[start of Material for this task]

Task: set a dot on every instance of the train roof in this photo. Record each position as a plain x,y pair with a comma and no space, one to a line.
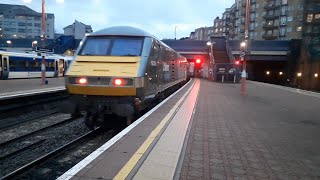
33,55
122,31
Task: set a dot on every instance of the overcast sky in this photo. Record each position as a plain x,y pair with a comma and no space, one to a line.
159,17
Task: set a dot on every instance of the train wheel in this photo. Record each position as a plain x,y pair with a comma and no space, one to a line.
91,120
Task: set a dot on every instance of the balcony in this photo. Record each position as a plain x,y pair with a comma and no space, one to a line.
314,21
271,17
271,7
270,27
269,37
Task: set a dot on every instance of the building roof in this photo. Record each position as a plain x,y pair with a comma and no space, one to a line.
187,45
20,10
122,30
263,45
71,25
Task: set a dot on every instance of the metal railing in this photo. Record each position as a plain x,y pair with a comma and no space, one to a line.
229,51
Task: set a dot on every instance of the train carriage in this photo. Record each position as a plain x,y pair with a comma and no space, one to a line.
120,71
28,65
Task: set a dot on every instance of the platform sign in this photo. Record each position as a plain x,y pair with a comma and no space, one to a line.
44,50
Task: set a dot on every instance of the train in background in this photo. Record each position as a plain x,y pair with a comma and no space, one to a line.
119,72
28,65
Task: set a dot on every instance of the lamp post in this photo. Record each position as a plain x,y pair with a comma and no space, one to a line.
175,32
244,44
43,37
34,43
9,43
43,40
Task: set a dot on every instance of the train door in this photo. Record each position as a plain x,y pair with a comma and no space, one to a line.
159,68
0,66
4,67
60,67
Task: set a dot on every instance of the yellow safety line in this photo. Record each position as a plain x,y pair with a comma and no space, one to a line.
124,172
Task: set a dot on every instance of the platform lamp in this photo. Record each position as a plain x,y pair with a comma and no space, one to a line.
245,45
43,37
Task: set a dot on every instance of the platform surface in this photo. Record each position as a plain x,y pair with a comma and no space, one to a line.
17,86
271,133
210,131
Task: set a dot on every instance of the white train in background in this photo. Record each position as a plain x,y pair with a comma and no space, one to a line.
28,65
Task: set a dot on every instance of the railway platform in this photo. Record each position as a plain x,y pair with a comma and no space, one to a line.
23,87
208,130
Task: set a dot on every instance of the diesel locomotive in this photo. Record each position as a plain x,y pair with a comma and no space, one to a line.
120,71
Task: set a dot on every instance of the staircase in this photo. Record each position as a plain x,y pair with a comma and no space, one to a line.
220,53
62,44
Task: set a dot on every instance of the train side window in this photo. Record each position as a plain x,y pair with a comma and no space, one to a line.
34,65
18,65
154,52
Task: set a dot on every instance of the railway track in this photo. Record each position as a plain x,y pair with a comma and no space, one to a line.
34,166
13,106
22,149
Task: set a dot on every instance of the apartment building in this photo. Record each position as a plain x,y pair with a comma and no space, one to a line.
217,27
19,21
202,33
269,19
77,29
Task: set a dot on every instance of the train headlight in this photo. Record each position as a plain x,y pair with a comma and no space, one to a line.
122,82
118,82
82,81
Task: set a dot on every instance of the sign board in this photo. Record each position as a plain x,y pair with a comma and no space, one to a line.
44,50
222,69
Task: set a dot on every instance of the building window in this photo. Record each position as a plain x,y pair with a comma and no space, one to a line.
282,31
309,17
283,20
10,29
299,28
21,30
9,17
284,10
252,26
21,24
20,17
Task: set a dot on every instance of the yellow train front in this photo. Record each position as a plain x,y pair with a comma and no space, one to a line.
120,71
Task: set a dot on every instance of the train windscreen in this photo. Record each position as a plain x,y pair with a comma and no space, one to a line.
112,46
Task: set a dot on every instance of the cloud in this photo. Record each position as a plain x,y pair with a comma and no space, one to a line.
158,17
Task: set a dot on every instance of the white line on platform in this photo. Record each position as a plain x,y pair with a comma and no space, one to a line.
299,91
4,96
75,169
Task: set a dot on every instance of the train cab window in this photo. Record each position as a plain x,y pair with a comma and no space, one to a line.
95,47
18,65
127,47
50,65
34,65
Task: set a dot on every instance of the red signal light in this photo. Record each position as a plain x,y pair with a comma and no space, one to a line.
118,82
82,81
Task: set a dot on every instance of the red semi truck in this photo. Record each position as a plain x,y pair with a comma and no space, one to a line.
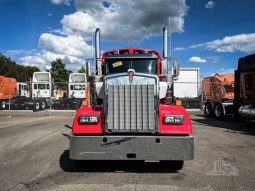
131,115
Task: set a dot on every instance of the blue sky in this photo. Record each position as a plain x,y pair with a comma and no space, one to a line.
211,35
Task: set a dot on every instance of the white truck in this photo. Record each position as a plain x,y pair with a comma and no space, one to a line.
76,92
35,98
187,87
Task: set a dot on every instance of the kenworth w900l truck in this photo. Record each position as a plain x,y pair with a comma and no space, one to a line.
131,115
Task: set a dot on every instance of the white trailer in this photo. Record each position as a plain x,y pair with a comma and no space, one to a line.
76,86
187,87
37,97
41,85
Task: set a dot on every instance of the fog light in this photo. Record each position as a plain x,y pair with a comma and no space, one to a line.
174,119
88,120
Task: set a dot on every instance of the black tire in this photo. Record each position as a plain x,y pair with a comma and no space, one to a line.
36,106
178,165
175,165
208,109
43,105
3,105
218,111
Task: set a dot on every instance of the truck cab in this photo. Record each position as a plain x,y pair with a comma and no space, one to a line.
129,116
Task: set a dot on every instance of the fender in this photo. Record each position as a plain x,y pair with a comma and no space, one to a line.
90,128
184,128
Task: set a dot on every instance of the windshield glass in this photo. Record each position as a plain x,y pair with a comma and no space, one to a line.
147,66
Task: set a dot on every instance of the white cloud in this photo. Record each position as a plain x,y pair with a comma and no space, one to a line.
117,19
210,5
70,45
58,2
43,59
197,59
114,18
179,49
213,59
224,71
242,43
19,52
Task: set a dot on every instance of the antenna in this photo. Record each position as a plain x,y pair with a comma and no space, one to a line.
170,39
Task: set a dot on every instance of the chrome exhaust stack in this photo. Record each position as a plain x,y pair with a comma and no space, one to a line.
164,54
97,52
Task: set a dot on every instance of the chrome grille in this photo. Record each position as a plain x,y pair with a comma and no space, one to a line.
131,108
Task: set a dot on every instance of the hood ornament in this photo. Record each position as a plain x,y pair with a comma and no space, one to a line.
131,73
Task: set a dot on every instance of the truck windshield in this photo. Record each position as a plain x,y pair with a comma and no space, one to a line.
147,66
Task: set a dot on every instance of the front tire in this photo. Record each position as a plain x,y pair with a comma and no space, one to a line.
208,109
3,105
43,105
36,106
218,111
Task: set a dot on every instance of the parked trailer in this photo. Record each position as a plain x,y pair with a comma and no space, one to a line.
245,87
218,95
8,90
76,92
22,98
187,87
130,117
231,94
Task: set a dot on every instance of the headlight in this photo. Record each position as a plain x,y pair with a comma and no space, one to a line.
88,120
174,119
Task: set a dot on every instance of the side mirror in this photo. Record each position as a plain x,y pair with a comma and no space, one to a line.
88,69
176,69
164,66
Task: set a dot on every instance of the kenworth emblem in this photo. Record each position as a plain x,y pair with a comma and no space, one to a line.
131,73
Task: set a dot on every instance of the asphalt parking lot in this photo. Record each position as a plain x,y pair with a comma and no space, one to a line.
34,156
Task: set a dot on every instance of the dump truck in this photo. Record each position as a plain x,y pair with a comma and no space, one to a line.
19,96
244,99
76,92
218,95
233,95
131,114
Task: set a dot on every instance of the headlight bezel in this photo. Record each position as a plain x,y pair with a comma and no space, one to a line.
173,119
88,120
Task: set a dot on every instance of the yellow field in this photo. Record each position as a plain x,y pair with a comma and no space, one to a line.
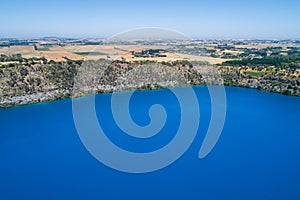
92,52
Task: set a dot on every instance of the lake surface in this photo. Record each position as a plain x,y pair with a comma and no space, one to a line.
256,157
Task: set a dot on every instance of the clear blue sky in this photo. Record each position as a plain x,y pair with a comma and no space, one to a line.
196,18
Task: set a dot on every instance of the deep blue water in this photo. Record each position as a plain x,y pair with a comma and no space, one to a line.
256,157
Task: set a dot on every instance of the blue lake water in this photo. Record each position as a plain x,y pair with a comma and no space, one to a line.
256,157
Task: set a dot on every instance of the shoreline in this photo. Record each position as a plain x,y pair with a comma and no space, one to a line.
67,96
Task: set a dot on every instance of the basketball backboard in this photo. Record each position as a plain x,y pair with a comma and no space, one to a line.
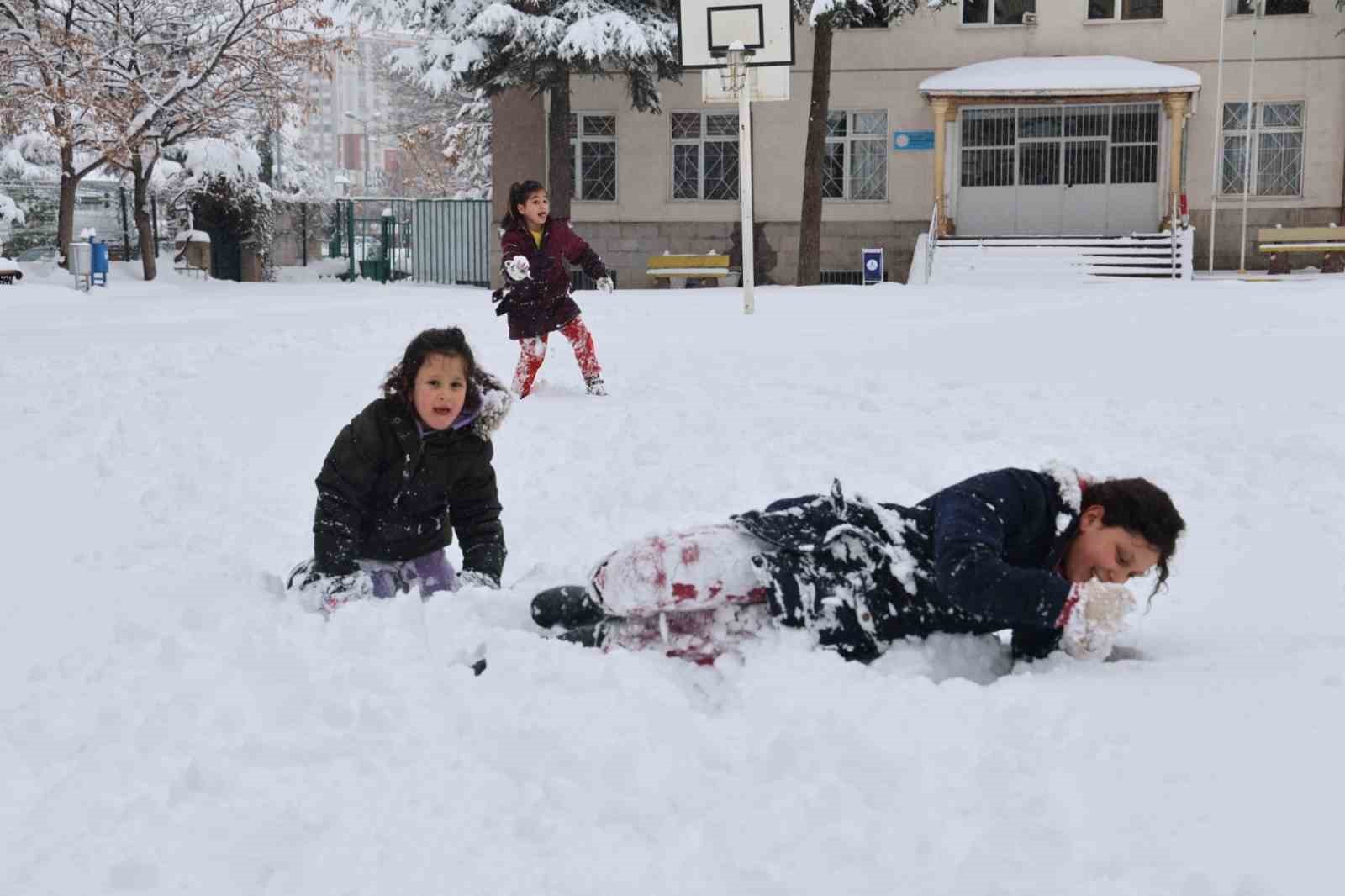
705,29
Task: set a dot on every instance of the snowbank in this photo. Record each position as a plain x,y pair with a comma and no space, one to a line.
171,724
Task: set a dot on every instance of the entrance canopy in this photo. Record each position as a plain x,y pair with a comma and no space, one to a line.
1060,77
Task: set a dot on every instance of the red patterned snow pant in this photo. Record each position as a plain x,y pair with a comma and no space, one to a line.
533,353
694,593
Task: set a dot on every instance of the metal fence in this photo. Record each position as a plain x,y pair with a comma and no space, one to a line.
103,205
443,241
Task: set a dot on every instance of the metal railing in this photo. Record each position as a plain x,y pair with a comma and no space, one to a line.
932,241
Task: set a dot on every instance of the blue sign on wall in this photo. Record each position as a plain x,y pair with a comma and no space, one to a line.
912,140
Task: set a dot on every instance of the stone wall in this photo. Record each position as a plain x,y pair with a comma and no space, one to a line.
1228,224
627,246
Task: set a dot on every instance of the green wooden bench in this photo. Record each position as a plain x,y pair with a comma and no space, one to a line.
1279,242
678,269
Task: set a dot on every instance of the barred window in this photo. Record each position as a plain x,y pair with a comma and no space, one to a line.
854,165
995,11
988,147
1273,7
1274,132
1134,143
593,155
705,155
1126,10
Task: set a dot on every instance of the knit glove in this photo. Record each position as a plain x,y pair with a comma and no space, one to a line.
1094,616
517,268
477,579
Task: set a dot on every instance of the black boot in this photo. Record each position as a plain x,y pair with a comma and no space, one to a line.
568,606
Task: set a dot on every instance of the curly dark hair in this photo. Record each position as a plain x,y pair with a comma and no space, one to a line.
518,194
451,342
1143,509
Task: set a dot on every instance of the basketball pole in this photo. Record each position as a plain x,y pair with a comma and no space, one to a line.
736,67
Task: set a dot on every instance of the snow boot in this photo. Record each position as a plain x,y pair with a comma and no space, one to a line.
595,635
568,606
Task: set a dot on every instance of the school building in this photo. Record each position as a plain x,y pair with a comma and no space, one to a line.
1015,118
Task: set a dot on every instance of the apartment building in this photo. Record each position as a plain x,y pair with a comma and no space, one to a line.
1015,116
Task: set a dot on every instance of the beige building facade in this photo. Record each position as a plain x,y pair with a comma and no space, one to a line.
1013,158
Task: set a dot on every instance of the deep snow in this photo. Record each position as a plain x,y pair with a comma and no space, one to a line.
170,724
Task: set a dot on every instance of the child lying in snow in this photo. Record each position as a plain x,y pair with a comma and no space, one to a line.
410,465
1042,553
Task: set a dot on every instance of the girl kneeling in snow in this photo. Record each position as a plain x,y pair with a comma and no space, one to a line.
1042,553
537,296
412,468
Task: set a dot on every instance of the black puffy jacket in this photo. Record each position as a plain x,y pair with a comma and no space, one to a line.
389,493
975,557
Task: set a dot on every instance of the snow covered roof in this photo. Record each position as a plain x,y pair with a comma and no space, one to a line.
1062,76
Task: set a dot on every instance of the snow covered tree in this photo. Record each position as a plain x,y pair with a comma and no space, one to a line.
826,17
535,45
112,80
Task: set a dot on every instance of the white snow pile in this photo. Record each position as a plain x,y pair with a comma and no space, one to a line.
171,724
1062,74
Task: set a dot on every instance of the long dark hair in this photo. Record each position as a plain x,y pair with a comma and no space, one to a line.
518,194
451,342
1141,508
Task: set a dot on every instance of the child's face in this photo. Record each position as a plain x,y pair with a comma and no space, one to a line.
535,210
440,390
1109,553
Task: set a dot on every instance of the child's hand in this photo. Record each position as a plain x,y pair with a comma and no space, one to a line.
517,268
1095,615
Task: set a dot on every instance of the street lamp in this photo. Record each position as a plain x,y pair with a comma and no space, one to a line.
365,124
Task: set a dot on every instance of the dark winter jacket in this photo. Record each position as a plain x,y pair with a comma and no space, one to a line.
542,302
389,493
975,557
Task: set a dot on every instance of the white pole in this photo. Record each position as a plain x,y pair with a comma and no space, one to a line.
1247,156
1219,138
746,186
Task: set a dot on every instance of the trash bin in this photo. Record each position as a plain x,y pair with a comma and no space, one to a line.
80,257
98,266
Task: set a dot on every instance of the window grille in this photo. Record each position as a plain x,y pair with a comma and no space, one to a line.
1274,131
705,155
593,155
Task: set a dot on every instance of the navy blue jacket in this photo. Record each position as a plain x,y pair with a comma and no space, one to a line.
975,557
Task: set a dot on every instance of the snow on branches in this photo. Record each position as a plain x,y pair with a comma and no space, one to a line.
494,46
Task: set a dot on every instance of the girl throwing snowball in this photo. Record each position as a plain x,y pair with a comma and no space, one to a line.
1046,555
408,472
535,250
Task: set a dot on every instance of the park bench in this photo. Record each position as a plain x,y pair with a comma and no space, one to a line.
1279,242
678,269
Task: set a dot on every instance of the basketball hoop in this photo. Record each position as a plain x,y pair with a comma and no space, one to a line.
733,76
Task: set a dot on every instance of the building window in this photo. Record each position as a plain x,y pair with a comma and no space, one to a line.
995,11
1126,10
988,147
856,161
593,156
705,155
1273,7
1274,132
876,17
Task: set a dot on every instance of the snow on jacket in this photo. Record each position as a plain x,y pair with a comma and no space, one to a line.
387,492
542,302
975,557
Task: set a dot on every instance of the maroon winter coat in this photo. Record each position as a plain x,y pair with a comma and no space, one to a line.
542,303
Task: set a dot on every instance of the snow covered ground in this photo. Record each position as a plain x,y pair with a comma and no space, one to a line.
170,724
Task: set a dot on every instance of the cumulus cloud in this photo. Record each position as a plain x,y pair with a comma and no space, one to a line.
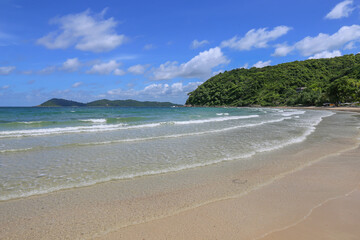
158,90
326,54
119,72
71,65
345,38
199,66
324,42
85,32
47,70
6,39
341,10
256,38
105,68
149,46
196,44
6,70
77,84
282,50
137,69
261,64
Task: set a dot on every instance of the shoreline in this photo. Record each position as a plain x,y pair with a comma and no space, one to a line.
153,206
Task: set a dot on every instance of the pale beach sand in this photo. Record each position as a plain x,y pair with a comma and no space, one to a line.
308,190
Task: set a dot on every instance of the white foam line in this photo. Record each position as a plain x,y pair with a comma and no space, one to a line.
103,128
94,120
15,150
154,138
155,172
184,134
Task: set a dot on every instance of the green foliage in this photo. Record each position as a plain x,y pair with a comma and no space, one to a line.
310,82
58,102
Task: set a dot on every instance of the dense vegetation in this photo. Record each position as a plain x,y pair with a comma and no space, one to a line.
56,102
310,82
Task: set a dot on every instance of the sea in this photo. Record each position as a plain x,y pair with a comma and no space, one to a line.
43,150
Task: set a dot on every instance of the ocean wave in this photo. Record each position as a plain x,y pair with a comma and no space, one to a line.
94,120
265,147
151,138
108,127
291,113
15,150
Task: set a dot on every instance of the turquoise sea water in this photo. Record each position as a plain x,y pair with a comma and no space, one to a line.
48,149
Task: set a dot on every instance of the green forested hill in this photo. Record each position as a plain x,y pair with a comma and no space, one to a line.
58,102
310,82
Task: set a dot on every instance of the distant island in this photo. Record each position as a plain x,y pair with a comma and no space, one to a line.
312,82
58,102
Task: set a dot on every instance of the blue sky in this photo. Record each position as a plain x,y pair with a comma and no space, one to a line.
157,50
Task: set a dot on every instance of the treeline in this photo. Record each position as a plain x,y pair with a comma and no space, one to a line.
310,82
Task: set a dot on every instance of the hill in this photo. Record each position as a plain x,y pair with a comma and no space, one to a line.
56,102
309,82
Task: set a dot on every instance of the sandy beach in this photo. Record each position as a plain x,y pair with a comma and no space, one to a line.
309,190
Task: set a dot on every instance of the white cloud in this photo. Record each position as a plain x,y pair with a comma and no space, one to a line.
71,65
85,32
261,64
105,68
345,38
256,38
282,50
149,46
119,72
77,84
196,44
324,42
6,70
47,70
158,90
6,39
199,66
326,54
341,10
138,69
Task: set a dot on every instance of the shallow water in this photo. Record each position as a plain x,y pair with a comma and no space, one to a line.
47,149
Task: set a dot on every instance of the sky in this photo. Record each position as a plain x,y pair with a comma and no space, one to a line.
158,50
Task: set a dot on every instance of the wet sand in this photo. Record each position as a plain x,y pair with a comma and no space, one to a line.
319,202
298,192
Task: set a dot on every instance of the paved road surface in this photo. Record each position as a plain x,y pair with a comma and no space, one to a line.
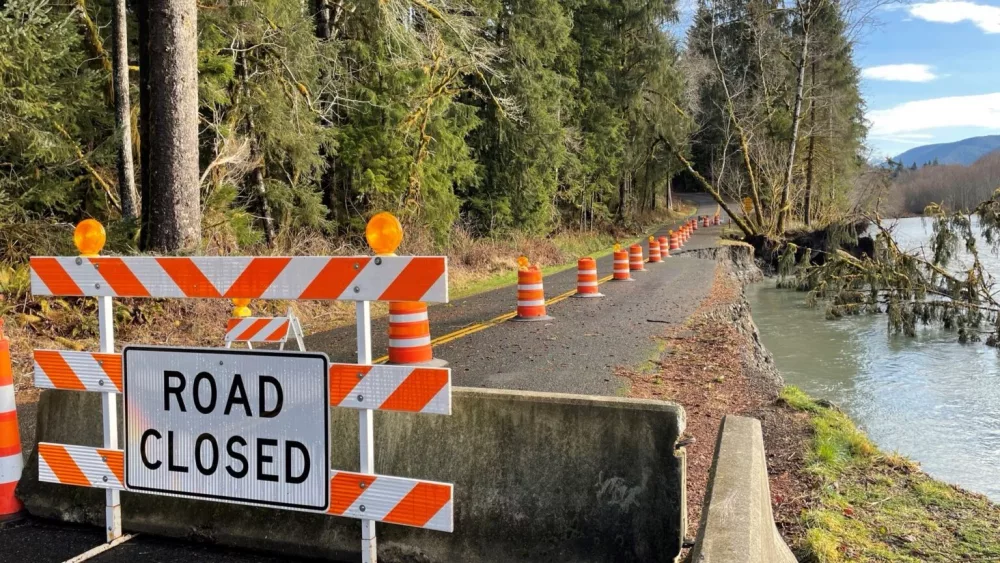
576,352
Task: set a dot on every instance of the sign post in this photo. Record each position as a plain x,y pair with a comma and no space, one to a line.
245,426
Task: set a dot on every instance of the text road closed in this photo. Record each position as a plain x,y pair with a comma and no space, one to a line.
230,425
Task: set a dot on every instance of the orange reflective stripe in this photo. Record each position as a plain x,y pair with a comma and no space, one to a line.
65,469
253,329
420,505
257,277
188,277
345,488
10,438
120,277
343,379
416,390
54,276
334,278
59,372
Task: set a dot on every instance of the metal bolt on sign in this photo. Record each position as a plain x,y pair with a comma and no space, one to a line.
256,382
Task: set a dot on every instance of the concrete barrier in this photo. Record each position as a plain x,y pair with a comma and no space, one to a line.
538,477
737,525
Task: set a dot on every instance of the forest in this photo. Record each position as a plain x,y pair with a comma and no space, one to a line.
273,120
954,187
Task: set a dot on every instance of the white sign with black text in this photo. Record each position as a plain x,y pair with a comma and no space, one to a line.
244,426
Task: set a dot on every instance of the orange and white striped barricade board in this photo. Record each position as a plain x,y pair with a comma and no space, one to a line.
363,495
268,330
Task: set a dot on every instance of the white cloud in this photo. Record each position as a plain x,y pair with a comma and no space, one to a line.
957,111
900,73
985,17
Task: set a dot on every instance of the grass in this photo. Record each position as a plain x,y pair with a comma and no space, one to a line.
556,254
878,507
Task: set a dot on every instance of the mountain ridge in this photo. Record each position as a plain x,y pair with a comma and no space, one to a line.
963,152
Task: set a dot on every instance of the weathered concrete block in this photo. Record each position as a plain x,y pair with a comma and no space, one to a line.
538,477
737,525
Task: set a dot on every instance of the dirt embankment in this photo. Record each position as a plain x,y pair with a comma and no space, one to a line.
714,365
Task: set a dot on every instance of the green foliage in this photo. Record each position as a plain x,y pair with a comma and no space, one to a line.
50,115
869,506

[end of Material for this task]

Description of the task: Starting with the line that contains "Task: set a dot on every instance of the orange reflective", write out each line through the end of the listing, exactly as it appears, and include nothing else.

Answer to the problem:
Task: set a dot on every instance of the orange reflective stripe in this photo. Record each position as a plain x,y pair with a comma and no space, one to a line.
65,469
253,329
420,505
257,277
188,277
345,488
10,438
120,277
343,379
416,390
54,276
334,278
59,372
Task: set a dot on every instance of the metal bolt on sign in this photo. Record each position as a plain x,y pair with a comma and no space, one to a line.
256,382
Task: set a dot on every instance of the concrete barrier in this photo. Record each position as a plain x,y pair with a comma and no space, one to a line.
538,477
737,525
Task: set a dot on every instance of the forest in this photo. Record each position as a plain x,y pair with a comma and no space, one to a line.
273,120
954,187
Task: set a dot on every instance of the white sign with black text in this photo. Record each position as a plain x,y pair with a comma and no space, one to a line.
244,426
Task: set a dot on every instance of the orange and white striped barricade board in this photo. Record each position as a plain x,y pair with a comma and no space, one to a line.
363,495
268,330
Task: set a dot on every instance of the white cloud in this photo. Record each position as a plain x,y pair with a comma and no space, one to a line.
957,111
900,73
985,17
Task: set a dot on every instance of the grass in this photo. Record each position as a plain x,y pair with a comma and no space, one to a line.
556,254
878,507
Task: set a dot on every instance of the mountain ridge in this photo. Record each position as a plain x,y pair with a comma and no space, one to a line.
963,152
Task: set a dot on every instance of the weathered concrete block in this photo. Record each position as a plain x,y pair with a comma and no space, one to a line.
538,477
737,525
Task: set a dot on every instance of the dirt embankment in this photo. Record each position as a plain x,y pair with a comma and no space, one to a line.
714,365
Task: set a dot on every instance of the green foliage in this photo. Record each position as a plain x,y pair with a comma and no space, one to a line.
50,115
869,506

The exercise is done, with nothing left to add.